→ Assigned task: For the entries that follow, state how many lines include the word "white", giving the number and nothing else.

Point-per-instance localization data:
BEGIN

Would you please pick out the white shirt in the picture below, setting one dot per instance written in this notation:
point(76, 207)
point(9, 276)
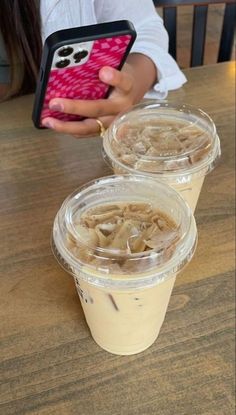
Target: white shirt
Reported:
point(152, 38)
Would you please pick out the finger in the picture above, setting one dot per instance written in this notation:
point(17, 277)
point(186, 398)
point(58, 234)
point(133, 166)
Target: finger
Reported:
point(86, 108)
point(122, 80)
point(78, 128)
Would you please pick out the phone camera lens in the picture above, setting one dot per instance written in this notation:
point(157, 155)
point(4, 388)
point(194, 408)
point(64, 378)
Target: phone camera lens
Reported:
point(63, 63)
point(66, 51)
point(78, 56)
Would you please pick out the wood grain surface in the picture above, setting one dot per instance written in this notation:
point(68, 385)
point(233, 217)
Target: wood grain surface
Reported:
point(49, 364)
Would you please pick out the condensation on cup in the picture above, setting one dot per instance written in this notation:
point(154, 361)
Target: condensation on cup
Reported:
point(175, 143)
point(124, 239)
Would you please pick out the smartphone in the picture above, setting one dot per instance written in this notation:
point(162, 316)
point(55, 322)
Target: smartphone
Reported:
point(71, 61)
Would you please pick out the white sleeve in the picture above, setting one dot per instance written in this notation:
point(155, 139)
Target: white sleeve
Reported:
point(152, 39)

END

→ Your solution: 4